• _What needs to be done_
Nothing before the line containing "of the open" belongs in the answer; quote that line and all lines after it through the end of the material, word for word.

• _Information shown_
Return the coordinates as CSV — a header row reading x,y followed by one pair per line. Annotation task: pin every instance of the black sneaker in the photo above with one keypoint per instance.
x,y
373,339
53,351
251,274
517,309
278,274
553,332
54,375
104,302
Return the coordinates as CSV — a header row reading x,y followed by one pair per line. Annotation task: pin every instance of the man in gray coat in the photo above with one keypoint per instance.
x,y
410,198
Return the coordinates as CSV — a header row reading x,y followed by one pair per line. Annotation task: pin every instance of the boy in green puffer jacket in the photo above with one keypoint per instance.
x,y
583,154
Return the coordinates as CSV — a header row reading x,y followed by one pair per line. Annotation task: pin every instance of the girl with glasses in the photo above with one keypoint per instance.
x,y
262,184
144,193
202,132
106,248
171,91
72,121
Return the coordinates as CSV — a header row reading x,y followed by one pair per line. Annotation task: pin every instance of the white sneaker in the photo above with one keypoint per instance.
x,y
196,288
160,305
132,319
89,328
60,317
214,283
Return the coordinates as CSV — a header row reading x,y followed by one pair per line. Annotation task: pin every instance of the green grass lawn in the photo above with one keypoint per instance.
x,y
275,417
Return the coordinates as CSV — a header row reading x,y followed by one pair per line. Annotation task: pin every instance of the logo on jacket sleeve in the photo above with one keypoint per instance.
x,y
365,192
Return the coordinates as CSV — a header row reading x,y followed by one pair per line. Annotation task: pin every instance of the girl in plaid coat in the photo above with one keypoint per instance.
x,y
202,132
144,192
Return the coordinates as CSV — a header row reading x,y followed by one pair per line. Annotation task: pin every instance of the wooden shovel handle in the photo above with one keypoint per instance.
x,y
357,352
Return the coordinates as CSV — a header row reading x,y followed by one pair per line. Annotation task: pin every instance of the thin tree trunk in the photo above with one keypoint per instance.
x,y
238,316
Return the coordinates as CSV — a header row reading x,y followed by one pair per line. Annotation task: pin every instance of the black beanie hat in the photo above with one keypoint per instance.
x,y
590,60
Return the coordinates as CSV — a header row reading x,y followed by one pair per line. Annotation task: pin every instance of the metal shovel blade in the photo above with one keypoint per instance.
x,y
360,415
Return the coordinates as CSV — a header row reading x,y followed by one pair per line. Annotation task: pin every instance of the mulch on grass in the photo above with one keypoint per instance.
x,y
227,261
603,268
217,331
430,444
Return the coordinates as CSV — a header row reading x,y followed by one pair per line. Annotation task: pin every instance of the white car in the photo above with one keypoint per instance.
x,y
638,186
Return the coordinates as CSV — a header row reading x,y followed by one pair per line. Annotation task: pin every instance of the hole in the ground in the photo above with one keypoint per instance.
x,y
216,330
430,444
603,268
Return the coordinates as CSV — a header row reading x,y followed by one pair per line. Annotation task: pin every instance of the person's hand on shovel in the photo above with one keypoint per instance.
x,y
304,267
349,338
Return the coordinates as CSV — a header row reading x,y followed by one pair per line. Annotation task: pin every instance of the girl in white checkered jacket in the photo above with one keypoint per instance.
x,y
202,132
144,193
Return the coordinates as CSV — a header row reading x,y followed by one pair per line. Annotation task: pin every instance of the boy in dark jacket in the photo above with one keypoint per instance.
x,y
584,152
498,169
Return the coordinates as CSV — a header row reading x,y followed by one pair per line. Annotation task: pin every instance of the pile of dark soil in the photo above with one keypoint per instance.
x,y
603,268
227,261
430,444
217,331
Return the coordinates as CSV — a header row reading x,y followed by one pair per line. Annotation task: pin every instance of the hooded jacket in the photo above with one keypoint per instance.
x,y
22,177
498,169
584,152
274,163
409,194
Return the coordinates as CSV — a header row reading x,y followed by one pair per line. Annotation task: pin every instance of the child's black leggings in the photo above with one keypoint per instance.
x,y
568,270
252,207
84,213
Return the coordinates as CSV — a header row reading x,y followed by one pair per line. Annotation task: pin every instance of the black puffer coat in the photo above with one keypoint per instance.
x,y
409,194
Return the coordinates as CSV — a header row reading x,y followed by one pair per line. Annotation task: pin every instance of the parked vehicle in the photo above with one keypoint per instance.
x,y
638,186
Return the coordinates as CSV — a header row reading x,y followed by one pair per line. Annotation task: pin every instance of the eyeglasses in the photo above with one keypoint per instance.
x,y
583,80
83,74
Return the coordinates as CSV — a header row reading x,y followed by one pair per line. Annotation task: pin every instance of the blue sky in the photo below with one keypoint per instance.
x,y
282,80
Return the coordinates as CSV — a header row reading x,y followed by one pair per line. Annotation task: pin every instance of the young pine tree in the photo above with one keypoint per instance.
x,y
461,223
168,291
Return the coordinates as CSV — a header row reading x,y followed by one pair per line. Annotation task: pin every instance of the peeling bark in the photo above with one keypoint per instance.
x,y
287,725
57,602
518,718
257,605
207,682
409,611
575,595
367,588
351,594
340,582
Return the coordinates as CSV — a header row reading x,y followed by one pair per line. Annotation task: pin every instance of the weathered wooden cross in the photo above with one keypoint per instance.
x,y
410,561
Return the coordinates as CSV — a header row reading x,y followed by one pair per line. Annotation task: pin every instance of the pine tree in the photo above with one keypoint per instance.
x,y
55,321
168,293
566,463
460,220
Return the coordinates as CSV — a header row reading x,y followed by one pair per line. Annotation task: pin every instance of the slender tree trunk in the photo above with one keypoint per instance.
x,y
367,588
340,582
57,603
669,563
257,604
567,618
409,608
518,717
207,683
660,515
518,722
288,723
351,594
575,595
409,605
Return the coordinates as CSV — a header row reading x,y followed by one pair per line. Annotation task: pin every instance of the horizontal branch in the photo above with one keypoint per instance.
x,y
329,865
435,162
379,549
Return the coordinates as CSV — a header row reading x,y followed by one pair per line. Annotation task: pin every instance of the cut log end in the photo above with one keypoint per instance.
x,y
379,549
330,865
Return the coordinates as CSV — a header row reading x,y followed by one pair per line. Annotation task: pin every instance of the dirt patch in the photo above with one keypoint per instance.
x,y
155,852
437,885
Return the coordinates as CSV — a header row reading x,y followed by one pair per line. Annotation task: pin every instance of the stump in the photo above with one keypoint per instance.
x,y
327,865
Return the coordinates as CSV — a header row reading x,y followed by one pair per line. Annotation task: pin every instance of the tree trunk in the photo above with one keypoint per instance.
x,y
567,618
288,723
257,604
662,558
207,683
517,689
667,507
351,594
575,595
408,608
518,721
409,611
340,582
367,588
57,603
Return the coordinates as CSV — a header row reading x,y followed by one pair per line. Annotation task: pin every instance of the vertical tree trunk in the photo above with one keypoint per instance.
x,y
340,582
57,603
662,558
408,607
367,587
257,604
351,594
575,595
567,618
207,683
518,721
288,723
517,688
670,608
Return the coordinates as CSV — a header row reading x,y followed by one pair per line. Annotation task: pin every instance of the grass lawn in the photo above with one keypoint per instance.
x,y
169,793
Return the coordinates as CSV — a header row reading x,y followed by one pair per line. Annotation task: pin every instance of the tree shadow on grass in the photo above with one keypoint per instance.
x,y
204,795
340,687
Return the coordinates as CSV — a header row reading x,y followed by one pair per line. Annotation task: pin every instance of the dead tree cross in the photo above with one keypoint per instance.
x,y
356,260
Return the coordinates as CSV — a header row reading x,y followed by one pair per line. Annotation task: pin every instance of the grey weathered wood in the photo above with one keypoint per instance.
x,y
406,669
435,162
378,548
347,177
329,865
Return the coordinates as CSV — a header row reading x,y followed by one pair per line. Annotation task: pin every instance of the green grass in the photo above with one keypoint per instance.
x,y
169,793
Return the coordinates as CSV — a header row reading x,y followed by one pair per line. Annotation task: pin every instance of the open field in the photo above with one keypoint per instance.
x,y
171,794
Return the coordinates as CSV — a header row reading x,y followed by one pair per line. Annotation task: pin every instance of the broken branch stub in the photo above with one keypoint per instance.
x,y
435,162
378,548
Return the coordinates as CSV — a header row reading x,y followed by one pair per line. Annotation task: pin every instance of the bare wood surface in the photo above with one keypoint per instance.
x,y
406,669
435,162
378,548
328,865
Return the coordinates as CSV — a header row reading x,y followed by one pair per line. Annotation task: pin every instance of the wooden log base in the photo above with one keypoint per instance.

• _Written answer_
Return the coordinates as CSV — a header row reading x,y followed by one pair per line. Annotation task: pin every instance of the open field in the photo above with one keypoint per instance.
x,y
171,794
Return the coordinates as CSV — a header row reading x,y followed by one pair per line. Annotation task: pin every instance of the broken branch stub in the photo above with one keypoint per instance.
x,y
435,162
378,548
Return the coordinates as CSV — a header row reading x,y followed by one pair per line. Annotation task: pin every instance of the bare wood surface in the photo above with one keypoint per instance.
x,y
406,669
435,162
378,548
328,865
Return the coordinates as CSV — a header row reading x,y followed by one pair per line. Annotation task: pin every instance of the wooden log base in the photo above with one keypoint per instance.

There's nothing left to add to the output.